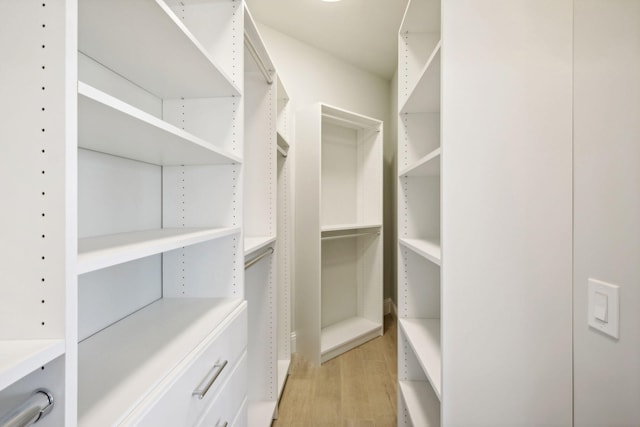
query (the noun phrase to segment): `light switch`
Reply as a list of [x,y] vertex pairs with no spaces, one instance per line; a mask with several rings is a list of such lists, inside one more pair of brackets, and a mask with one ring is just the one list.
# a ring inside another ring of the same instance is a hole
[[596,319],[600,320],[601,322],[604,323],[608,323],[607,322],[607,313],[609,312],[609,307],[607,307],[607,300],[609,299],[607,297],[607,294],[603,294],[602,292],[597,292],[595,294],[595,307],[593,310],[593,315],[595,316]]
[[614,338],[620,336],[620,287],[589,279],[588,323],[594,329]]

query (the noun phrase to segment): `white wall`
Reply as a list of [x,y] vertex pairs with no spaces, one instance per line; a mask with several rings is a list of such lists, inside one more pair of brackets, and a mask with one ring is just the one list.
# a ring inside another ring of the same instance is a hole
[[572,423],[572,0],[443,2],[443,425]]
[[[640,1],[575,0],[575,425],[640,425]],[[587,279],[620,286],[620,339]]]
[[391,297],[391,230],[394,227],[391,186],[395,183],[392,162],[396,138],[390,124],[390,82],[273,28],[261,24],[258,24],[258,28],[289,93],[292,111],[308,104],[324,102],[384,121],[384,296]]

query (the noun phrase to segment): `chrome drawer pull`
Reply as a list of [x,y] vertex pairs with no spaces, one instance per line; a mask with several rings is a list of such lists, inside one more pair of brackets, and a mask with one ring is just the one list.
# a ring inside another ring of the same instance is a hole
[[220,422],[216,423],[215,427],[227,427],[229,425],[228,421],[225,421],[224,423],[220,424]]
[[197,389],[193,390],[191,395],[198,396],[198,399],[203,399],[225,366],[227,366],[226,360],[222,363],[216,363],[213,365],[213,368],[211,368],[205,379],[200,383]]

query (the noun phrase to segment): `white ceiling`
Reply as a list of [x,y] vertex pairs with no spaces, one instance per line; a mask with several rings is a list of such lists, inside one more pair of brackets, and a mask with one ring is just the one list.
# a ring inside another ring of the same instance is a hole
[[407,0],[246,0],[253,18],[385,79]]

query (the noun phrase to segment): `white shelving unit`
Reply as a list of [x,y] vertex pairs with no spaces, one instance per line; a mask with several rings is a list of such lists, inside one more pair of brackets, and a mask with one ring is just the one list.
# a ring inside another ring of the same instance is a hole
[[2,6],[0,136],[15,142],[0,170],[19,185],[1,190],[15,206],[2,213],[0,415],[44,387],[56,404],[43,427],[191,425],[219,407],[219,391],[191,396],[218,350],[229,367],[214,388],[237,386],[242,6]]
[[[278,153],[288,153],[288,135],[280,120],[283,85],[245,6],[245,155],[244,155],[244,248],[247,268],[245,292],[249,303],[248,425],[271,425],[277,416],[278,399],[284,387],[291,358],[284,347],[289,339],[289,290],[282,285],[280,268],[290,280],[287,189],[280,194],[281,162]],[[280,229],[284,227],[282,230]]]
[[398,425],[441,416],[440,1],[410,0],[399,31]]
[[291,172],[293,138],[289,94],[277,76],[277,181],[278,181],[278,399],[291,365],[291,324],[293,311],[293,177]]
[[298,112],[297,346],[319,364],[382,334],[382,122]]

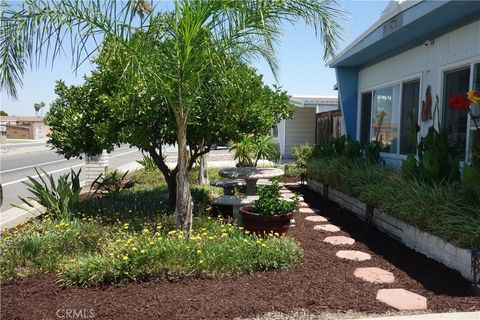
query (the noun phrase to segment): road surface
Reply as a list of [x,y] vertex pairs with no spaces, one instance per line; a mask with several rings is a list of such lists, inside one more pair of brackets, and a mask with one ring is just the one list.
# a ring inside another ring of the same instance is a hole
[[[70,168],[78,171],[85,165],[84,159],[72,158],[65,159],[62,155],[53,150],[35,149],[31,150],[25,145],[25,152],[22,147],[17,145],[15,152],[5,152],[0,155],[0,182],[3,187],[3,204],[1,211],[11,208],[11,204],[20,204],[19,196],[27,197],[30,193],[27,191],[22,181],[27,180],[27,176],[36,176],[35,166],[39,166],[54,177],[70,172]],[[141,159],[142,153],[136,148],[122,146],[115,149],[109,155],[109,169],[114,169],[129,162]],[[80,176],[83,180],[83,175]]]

• PROBLEM TO SOLVE:
Go over the records above and tally each line that includes "query". Give the total by itself.

• TASK ANSWER:
6